_Stated problem_.
Quote word for word the lines of the listing below, from the line containing "Annotate the bird's beak" through the end of the listing, with both ends included.

[Coordinate annotation listing]
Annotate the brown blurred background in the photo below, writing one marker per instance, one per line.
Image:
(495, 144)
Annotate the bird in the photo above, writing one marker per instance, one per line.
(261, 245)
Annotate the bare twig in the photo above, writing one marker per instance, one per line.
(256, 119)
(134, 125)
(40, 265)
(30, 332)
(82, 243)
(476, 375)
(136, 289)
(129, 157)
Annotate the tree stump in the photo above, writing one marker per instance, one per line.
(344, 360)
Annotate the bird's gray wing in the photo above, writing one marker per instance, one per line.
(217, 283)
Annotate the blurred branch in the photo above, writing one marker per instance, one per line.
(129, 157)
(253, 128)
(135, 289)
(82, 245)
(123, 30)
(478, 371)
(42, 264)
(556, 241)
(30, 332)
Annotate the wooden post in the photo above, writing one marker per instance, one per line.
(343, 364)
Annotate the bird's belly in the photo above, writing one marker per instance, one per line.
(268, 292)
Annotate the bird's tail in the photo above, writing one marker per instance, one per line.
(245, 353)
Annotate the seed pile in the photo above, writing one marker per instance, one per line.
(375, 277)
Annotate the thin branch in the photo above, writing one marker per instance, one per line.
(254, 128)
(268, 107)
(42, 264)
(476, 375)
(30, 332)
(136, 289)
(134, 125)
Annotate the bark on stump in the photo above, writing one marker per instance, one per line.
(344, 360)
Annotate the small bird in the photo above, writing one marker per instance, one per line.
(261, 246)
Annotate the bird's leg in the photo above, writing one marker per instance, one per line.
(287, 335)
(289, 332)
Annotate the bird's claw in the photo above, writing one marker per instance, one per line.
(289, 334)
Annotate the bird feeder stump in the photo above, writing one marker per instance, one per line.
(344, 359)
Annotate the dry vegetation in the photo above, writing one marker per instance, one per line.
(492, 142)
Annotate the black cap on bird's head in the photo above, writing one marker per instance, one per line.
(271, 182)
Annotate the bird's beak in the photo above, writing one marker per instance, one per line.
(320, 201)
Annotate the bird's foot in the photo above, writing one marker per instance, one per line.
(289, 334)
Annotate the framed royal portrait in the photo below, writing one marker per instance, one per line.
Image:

_Full output_.
Annotate the bird's beak in the photo above, writing one marker per instance, one per line.
(320, 201)
Annotate the bird's foot in the photo above, writing one marker per instance, one per line.
(289, 334)
Annotate the framed royal portrait in the photo below, writing one marker per instance, one per line.
Image:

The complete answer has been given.